## Extracted data
>>>

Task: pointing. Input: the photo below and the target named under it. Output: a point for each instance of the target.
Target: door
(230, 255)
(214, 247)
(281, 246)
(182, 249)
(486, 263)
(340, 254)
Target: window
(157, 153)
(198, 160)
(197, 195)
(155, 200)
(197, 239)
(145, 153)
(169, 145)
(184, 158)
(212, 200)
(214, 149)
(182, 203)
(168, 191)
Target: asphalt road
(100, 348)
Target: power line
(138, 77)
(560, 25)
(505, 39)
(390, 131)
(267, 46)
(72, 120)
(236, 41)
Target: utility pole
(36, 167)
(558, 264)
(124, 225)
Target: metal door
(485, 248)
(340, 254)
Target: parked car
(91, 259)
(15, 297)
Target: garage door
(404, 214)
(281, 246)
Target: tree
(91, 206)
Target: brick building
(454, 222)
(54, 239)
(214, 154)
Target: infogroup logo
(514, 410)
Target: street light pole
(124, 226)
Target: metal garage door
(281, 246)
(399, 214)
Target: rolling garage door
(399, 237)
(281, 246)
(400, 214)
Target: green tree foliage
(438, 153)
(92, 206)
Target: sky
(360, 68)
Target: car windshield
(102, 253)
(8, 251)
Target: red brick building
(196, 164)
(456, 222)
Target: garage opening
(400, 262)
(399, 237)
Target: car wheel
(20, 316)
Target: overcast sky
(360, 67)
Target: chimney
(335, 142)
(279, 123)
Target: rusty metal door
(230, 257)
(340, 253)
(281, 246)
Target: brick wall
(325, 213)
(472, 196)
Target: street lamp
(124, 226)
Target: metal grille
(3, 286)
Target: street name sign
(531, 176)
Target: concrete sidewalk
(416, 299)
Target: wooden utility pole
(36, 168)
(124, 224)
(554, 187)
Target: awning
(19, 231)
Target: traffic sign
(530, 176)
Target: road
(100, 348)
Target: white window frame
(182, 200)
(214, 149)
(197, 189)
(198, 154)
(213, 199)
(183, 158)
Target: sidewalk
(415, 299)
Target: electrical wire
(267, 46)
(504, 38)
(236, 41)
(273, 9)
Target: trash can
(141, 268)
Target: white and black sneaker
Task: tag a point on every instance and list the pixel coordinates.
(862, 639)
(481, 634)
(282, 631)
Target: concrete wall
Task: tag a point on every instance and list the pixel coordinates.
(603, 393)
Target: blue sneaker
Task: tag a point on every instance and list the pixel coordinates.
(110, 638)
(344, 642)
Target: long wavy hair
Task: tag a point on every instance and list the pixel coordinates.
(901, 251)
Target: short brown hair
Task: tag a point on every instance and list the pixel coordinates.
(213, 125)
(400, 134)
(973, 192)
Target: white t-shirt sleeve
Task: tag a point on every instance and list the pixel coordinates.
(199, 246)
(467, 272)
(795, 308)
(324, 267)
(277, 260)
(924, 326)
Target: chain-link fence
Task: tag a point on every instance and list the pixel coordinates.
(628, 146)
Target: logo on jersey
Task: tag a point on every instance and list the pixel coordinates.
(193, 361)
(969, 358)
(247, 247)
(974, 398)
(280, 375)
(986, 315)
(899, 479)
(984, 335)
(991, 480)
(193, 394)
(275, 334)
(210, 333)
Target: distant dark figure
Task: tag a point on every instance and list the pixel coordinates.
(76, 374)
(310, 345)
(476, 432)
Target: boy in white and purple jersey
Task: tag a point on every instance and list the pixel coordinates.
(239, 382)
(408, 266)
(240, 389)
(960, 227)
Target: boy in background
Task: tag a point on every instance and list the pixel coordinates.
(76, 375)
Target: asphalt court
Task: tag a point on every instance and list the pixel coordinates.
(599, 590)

<<<

## Work instruction
Report the tally of lines in the material holding "sneaker", and add nothing to it.

## Output of the task
2